## START Text excerpt

Supreme Court of the United States

Decided October 28, 1968

393 U.S. 80

George Kaufmann for petitioner.

PER CURIAM.

Petitioner was convicted of shooting with intent to kill or wound and was sentenced to 10 years in prison. Over petitioner‘s objection that it was obtained in violation of § 605 of the Federal Communications Act, 48 Stat. 1103, 47 U. S. C. § 605, the prosecution introduced in evidence a telegram allegedly sent by petitioner to an accomplice. The Supreme Court of Alaska affirmed, holding that it did not need to decide whether § 605 had actually been violated since the evidence was in any event admissible in state trials under

Schwartz v. Texas, 344 U. S. 199.

In

Lee v. Florida, 392 U. S. 378, we overruled
Schwartz v. Texas
and held that evidence violative of § 605 is not admissible in state criminal trials. The decision of the Alaska Supreme Court cannot stand, therefore, if
Lee
is to be applied retroactively. We hold, however, that the exclusionary rule of
Lee
is to be given prospective application, and, accordingly, we affirm.

## END Text excerpt

**Written task 1:** In the court opinion excerpt, what prison sentence did the petitioner receive?
**Written task 2:** Give again the part of the court opinion excerpt between "Lee v. Florida, 392" and "accordingly, we affirm.", inclusive.

## START Records

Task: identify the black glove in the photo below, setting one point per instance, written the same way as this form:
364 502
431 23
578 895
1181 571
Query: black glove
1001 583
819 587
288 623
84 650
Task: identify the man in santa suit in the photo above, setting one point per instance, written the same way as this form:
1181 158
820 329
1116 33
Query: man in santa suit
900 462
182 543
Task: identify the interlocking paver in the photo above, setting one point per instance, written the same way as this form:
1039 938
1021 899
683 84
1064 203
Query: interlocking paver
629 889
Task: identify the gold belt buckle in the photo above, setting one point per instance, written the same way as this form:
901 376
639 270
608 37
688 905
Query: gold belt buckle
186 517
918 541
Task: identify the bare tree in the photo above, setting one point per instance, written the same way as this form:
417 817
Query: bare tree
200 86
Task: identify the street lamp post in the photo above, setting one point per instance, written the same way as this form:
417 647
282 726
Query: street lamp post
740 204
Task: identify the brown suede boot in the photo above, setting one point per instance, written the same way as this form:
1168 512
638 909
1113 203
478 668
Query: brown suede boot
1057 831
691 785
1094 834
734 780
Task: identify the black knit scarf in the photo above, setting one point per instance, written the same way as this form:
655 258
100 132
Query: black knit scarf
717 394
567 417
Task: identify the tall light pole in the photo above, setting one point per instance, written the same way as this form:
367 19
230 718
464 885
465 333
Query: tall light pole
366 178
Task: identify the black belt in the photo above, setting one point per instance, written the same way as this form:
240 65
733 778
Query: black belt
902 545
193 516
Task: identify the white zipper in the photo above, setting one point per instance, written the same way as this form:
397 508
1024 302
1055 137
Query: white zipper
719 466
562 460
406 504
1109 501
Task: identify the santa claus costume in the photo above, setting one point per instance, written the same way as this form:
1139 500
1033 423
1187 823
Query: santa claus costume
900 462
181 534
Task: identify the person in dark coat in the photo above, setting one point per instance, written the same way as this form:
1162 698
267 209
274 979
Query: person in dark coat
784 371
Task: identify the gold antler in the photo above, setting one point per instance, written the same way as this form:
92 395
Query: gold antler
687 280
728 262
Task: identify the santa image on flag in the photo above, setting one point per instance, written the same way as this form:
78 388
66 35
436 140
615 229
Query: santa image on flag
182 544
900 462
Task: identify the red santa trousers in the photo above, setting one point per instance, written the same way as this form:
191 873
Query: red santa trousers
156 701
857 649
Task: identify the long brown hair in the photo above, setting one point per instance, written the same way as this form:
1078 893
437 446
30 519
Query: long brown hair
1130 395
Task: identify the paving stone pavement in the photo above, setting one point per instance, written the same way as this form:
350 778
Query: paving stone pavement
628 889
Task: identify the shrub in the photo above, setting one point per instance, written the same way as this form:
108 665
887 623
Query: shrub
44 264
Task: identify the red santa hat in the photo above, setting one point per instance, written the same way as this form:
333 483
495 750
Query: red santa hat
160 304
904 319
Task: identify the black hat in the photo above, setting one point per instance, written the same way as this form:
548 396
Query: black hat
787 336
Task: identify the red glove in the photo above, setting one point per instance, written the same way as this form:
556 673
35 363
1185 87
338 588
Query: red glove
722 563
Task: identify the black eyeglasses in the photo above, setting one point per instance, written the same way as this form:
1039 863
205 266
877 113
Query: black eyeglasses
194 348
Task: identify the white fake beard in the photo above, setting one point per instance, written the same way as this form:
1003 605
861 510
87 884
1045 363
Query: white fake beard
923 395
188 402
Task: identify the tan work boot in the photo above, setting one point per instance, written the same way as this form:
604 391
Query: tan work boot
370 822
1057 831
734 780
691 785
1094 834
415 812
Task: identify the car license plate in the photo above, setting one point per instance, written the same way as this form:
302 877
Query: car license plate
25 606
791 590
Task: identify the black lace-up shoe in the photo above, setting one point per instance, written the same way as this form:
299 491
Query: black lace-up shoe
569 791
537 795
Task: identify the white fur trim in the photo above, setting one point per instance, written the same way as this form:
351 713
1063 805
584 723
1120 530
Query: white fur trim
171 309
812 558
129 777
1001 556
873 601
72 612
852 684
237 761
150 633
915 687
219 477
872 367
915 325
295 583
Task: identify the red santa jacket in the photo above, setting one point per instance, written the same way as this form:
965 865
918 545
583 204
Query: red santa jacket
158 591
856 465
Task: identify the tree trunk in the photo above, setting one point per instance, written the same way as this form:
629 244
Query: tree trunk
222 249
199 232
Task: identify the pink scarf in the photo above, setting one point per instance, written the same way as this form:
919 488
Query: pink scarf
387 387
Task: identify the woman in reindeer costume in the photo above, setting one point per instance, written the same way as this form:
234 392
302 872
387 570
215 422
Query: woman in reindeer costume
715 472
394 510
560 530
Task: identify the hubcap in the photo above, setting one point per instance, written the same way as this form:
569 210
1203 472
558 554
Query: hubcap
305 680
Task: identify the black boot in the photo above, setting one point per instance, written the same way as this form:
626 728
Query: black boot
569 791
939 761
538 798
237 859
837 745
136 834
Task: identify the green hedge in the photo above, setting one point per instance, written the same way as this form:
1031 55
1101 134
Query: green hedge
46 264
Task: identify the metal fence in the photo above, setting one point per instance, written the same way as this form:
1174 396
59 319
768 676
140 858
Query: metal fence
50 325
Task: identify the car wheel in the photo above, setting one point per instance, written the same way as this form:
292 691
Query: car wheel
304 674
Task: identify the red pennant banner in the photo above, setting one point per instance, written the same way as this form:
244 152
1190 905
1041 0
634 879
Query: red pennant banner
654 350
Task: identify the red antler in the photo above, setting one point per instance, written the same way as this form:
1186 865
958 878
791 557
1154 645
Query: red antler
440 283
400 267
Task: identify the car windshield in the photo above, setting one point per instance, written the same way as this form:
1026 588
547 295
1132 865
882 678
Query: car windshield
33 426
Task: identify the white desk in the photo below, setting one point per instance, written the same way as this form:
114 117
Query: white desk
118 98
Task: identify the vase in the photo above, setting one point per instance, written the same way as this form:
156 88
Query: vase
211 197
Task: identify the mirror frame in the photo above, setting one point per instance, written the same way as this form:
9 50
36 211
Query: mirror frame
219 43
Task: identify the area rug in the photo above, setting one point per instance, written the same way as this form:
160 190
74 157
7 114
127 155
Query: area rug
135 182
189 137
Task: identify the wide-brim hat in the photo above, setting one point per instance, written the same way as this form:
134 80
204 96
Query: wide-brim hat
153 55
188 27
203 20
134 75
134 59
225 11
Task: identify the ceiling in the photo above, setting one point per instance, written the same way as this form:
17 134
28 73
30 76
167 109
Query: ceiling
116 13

## END Records

**Task answer 1:** 10 years in prison.

**Task answer 2:**
Lee v. Florida, 392 U. S. 378, we overruled
Schwartz v. Texas
and held that evidence violative of § 605 is not admissible in state criminal trials. The decision of the Alaska Supreme Court cannot stand, therefore, if
Lee
is to be applied retroactively. We hold, however, that the exclusionary rule of
Lee
is to be given prospective application, and, accordingly, we affirm.